EXTRACTED DATA START

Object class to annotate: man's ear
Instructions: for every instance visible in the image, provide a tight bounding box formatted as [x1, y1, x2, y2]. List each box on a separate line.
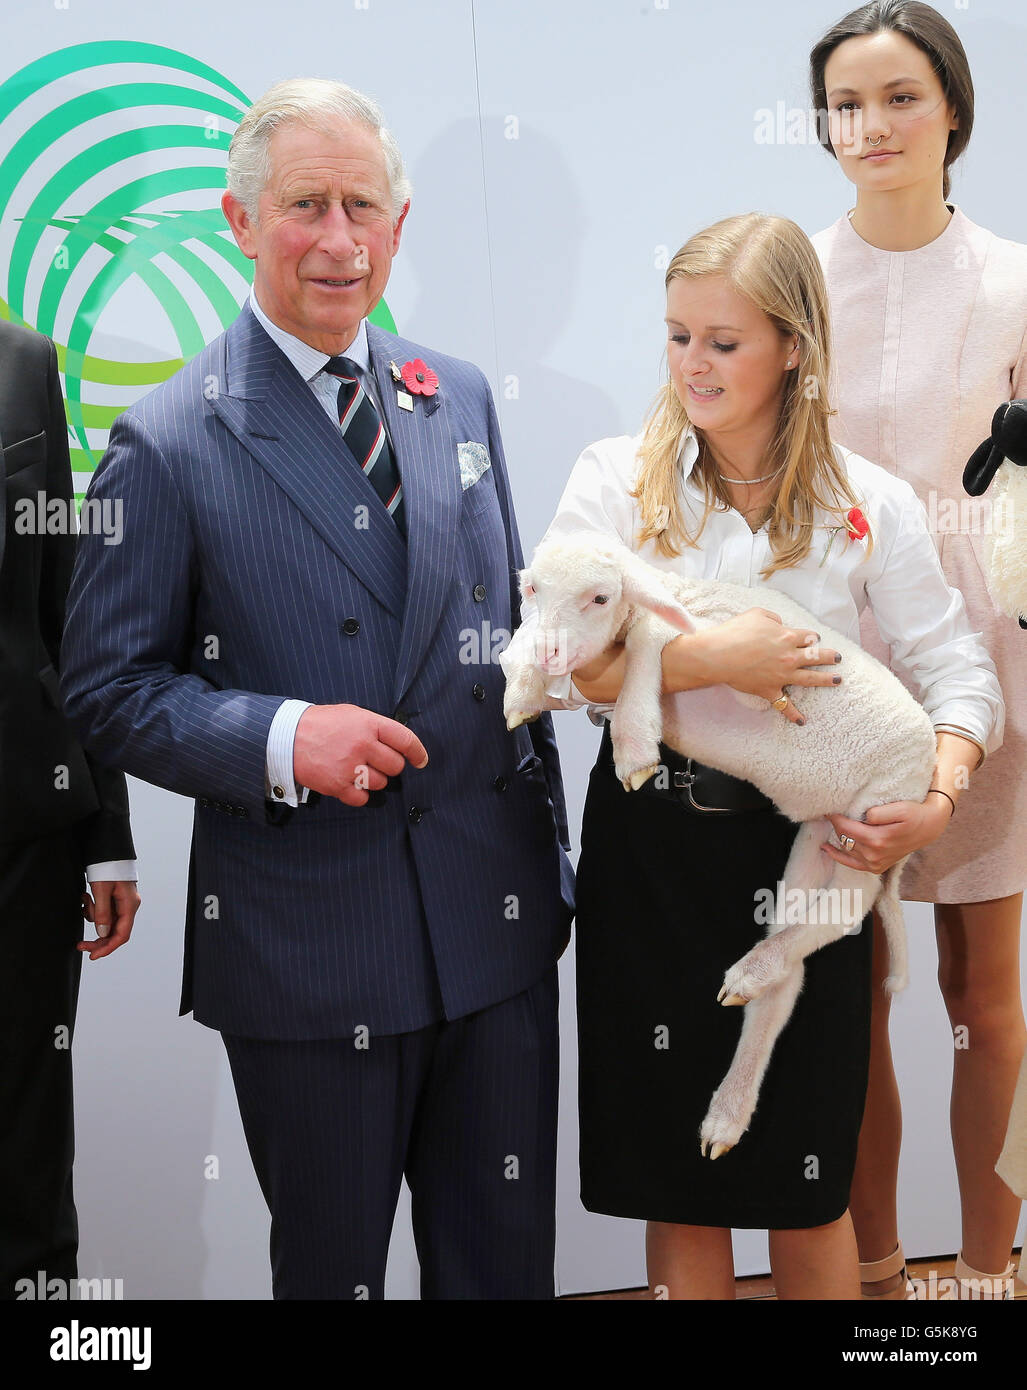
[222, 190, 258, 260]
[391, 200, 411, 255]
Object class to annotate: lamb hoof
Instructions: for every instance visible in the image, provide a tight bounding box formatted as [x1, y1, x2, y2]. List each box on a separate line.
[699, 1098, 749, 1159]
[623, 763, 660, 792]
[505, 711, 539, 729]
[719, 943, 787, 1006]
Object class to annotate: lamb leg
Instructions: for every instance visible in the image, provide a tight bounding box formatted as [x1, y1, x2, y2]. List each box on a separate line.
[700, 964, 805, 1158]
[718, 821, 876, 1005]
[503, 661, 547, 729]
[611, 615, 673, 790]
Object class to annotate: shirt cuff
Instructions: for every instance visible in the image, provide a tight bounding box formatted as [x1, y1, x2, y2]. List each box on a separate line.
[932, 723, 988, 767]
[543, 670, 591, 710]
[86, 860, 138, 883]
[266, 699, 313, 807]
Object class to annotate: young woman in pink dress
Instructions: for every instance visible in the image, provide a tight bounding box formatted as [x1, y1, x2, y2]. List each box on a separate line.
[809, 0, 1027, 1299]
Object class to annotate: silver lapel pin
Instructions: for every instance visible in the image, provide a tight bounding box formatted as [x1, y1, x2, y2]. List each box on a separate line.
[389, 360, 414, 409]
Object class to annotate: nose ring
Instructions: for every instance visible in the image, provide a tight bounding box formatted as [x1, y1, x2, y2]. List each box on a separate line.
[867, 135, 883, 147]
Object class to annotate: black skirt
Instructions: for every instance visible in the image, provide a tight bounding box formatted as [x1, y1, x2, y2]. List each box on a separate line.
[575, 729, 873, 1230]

EXTRACTED DATA END

WORK ITEM: No pictures should appear; only the lines from the first line of the records through the line with "Object class to annotate: lamb hoof", both included, are to be restated word for word.

TASK ANSWER:
Object class to annotate: man's ear
Instructions: for every instance visible in the image, provide a tight bounding box formatted as [x1, y1, x2, y2]. List each box on a separate line.
[222, 190, 258, 260]
[391, 200, 411, 255]
Object class to annotate: lamb hoof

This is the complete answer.